_Exercise brief:_ Extend the review of the Green Zebra Kitchen meal delivery service, picking up right after its last sentence.

--- Start Excerpt provided ---

Green Zebra Kitchen is a Toronto meal delivery service that comes to your door. All meals are vegan and gluten-free and they use only organic, whole foods with as much local, seasonal produce as possible. Run by brothers Gregg and Dan, they both trained at Natural Gourmet Institute in New York City and know how to cook. Let’s just say I was blown away by their creations. Delicious, creative and healthy. I think I even learned about new ingredients (how could that possible be? – but it is true! Have you heard of nepitella?).
There are a few plans you can purchase, but there are always 3 mains and 3 sides and you can swap any in/out if any do not appeal to you. Furthermore there are extras if you would like breakfast items (ie granola, oatmeal, smoothies) and extra sides (sauerkraut, flatbread, kale chips, hummus) or dessert (like dark chocolate almond butter cups). I ended up with their Plan B, meant to serve 3-4 meals.
Let me share with you the delicious meals of the week:
Blue Tortilla Lasagna with Black Bean, Butternut Squash, Corn, Pickled Jalapeno, and Cashew Cheese
I am sorry my picture does not give it the credit it deserves because it was delicious. Blue corn tortillas were used to make a Mexican-inspired lasagna with a vegan cashew cheese sauce.
Which was paired with: Kale Salad with Pumpkin Seeds, Edible Flowers, and Lime Vinaigrette
Nice and light, this was a simple (and delicious) kale salad.
Tuscan Chickpea Tempeh Bowl with Sungold Cherry Tomatoes, Roasted Mushrooms, Olives, and Nepitella
I originally thought there would be chickpeas and tempeh in here, but it was tempeh made form chickpeas. I didn’t even know that was possible but it was delicious. I only wish there was more tempeh!
Which was paired with: Yellow and Green Bean Salad with Beets, Roasted Chickpeas, and Italian Vinaigrette
This is where I got my chickpea-fix along with all the other beans. Nice and light, it paired well with the more flavourful quinoa bowl.
Massaman Thai Curry with Tofu, Red Pepper, Tamarind, Lime Leaves, and Coconut Milk
I found this a bit too sweet for me, but Rob loved it. He was bothered that there were no peanuts. Apparently peanuts are a quintessential ingredient for Massaman curry. That was Rob’s complaint the last time we tried making Massaman curry at home, so at least he is consistent. ;)

--- End Excerpt provided ---
--- Start Extracted information ---

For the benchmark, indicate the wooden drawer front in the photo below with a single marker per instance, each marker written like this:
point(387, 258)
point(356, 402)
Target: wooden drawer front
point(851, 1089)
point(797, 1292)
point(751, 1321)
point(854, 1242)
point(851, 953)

--- End Extracted information ---
--- Start Extracted information ---

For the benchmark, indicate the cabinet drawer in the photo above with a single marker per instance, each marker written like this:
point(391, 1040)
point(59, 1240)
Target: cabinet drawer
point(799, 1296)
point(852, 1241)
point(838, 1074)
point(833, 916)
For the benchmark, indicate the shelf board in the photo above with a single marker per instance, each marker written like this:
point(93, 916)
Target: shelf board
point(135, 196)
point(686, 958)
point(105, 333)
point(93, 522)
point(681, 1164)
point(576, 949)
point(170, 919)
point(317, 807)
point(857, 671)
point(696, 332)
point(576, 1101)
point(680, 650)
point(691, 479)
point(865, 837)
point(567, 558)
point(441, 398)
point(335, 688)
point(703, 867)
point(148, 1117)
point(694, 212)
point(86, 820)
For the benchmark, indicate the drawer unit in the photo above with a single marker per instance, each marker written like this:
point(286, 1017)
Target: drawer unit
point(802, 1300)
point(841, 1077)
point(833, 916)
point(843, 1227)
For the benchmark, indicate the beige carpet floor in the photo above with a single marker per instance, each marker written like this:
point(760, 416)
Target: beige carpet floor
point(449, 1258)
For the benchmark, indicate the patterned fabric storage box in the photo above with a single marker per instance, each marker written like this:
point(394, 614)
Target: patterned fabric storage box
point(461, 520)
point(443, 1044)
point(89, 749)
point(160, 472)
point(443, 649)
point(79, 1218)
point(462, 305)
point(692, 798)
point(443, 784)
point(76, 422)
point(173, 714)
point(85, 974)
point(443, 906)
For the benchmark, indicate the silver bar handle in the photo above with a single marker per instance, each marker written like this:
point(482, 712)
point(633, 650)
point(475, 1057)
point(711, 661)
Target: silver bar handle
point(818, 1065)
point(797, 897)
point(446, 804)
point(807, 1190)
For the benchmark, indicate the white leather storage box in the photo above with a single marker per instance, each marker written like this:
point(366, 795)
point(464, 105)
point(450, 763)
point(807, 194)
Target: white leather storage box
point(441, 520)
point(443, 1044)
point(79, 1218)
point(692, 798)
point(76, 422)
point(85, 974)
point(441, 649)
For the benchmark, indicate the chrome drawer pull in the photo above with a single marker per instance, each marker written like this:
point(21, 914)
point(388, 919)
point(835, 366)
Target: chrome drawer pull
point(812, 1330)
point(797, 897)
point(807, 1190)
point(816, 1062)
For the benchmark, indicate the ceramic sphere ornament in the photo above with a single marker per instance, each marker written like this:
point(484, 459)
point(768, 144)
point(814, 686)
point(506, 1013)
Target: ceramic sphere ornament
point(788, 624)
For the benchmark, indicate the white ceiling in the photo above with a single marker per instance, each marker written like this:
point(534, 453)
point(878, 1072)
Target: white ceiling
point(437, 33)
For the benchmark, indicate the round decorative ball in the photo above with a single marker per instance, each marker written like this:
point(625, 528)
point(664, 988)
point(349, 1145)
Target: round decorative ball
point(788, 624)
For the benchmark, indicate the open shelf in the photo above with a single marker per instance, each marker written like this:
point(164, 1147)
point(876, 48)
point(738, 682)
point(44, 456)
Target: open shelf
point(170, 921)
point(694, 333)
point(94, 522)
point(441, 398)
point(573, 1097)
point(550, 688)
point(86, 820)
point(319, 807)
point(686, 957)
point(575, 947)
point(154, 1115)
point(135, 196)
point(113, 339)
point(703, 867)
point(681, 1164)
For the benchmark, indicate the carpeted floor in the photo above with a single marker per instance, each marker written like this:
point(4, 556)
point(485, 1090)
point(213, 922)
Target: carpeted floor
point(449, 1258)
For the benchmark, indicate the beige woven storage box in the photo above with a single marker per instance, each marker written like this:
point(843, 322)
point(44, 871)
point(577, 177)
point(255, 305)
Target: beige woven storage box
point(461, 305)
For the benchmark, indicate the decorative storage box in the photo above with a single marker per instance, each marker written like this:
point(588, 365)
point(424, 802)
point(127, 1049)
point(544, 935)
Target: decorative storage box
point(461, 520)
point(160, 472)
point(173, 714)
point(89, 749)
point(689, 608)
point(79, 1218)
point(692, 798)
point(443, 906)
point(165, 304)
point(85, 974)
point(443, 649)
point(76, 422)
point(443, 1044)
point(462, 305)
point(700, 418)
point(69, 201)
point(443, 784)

--- End Extracted information ---
--- Start Extracted information ---

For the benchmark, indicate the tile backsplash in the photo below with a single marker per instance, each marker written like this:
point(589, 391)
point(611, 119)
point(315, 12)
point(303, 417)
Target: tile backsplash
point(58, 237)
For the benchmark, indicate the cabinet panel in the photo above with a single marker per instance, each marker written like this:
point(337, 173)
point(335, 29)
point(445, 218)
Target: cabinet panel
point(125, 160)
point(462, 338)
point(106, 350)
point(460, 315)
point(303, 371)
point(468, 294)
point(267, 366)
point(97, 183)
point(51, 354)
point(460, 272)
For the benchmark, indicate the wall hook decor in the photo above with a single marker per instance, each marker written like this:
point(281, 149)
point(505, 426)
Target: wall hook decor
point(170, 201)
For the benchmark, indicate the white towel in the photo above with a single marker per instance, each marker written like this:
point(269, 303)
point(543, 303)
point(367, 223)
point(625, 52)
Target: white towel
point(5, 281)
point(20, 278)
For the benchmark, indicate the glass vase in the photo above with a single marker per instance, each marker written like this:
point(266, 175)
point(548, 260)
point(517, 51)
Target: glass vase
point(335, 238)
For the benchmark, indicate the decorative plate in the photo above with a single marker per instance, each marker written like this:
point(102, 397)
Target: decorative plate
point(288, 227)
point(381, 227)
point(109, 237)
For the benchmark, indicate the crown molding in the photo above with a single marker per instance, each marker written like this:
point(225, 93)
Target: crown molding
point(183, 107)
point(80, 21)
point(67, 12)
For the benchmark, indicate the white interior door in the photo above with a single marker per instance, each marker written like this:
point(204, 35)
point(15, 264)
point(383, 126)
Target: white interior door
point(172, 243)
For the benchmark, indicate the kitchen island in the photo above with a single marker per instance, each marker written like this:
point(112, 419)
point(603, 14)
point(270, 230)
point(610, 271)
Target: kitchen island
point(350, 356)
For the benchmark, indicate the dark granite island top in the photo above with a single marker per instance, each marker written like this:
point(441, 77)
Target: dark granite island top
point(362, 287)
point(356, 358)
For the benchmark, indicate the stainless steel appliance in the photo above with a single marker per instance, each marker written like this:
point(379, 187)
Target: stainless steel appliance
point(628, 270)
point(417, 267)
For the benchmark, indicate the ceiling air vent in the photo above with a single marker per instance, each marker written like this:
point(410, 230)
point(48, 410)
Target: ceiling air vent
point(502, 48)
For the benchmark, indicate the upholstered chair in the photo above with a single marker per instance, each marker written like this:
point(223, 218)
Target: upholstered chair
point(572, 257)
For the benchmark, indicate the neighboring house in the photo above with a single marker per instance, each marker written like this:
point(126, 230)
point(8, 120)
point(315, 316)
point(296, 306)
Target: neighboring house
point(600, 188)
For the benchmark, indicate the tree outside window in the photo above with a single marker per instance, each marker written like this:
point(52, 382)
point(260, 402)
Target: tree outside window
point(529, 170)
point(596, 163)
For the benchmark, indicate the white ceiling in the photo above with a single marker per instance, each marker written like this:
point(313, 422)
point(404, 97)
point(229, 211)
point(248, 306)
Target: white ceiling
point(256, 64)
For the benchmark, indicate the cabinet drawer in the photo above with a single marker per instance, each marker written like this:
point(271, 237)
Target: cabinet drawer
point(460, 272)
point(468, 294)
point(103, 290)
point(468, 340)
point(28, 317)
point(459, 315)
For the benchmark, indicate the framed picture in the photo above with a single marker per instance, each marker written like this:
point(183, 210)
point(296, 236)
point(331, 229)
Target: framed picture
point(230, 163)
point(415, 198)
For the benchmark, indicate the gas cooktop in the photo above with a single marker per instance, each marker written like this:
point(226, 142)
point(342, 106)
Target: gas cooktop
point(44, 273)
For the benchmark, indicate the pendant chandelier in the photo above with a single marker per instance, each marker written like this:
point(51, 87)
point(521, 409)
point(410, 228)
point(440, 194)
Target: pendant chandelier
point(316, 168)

--- End Extracted information ---

_Exercise answer:_
Which was paired with: Red Rice Salad with Shredded Broccoli, Carrots, Cashews, Cilantro, and Miso Ginger Dressing
Again, this was a nicely flavoured salad with not too much dressing. The ginger and miso were merely shades in the background.
Red Pepper, Walnut, Pomegranate Dip
Carrot Cake Balls
The next day, I accused Rob of stealing a ball but here I can easily tell he didn’t swipe one – I started out with 5! These were nice. A bit more moist than my typical dessert balls, but nice and light without being too sweet.
Mango Lime Green Smoothie with Collards and Banana (unpictured)
I have a picture of the smoothie at the top. It was sweet but I would not have known there was collards (or any greens) hidden in it by the taste. It was green but did not taste green.
The menus change weekly and all orders need to be received by Friday for Monday delivery. I have spied other meals including, but not limited to:
Tempeh Reuben with Cauliflower, Potatoes, Garlic Scape Dill Kraut and Cashew Cheese
Moroccan Vegetable Stew with Red Lentils, Preserved Lemon, Olives and Zhoug
Chipotle Mac & Cheese with Yams, Roasted Cauliflower, Basil and Fresh Tomatoes
Biryani Bowl with Tofu, Chickpeas, Broccoli and Tamarind-Coconut Curry Dressing
Coconut Corn Chowder with Oyster Mushrooms, Potatoes and Chickpeas
Baked Falafel Bowl with Broccoli, Tomatoes, Cucumbers, Quinoa Tabouli and Tahini Dressing
Overall, I highly recommend the food. The meals are healthy and totally Janet-friendly.
As advertised, it easily feed 3-4 people and even more if you supplement with additional quinoa/rice/etc from home to stretch the meals further. The diversity is vast and truly, the only thing keeping me from ordering every week would be the price ($62+tax for the plan B). I wish they would open a restaurant so I could get a quick fix at random times throughout the week.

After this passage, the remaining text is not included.